#### [Directions for this task]
Please render everything from the line containing "of the bunch" down to the final line of the items below, both included, as a JSON list of strings with one string per line and blank lines left out.

Begin Information shown

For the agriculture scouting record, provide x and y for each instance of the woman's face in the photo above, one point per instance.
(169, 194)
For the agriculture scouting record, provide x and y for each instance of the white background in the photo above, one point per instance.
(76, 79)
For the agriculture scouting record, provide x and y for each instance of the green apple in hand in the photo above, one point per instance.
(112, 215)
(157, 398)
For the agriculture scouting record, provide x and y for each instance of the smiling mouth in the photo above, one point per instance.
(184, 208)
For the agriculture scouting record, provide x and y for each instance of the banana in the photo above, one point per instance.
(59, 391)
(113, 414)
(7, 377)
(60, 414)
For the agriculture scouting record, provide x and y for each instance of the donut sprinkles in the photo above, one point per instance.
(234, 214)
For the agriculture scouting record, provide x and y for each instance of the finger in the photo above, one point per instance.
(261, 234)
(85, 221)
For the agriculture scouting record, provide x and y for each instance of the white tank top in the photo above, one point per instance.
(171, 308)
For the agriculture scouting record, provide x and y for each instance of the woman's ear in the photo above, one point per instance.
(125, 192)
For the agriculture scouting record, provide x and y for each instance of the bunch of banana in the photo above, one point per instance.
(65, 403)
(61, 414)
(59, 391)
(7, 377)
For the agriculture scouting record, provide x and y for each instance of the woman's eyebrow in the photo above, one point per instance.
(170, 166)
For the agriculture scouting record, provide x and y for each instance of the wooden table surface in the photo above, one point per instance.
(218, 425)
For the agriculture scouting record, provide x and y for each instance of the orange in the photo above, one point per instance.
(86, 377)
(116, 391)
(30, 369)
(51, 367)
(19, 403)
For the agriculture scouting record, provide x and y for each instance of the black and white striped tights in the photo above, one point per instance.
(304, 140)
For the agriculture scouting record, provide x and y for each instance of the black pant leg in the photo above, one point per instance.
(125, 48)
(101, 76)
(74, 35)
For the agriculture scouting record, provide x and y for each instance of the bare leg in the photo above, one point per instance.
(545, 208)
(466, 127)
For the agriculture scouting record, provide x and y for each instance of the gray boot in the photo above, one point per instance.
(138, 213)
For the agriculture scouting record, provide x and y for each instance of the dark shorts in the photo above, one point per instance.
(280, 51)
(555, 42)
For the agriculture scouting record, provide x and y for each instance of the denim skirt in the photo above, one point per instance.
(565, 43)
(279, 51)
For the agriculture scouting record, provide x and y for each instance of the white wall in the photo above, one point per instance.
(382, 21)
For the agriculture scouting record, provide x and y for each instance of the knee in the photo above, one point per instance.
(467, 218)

End Information shown

#### [Full output]
[
  "For the agriculture scouting record, provide x and y for each instance of the bunch of banana in the photo above, one point per instance.",
  "(65, 403)",
  "(61, 414)",
  "(59, 391)",
  "(7, 377)",
  "For the agriculture scouting record, provide x and y for each instance of the woman's eyebrow in the photo above, one point per instance.",
  "(170, 166)",
  "For the agriculture scouting record, provide x and y for each instance of the wooden table surface in the photo above, one point per instance.",
  "(218, 425)",
  "For the agriculture scouting record, provide x and y for each instance of the orange in the photo above, one point per instance.",
  "(86, 377)",
  "(116, 391)",
  "(30, 369)",
  "(51, 367)",
  "(19, 403)",
  "For the agriculture scouting record, provide x and y for each instance of the black and white striped tights in the photo above, one point per instance.",
  "(304, 140)",
  "For the agriculture scouting record, provide x and y for each instance of the black pant leg in the photo above, one point per instance.",
  "(125, 48)",
  "(101, 76)",
  "(74, 35)",
  "For the agriculture scouting record, provide x and y for each instance of the bare leg in the photo above, one point per instance.",
  "(545, 208)",
  "(466, 127)",
  "For the agriculture scouting record, provide x and y for each instance of the gray boot in the photo above, one point per instance.",
  "(138, 213)",
  "For the agriculture scouting record, provide x and y for each instance of the dark shorts in the photo above, one point per instance.",
  "(280, 51)",
  "(555, 42)",
  "For the agriculture scouting record, provide x and y for each instance of the denim skirt in the photo above, one point per instance.",
  "(565, 43)",
  "(279, 51)",
  "For the agriculture scouting record, provide x and y for each instance of the white wall in the photo above, one point per instance.",
  "(382, 21)",
  "For the agriculture scouting record, provide x and y for each instance of the knee in the photo above, one point per instance.",
  "(467, 218)"
]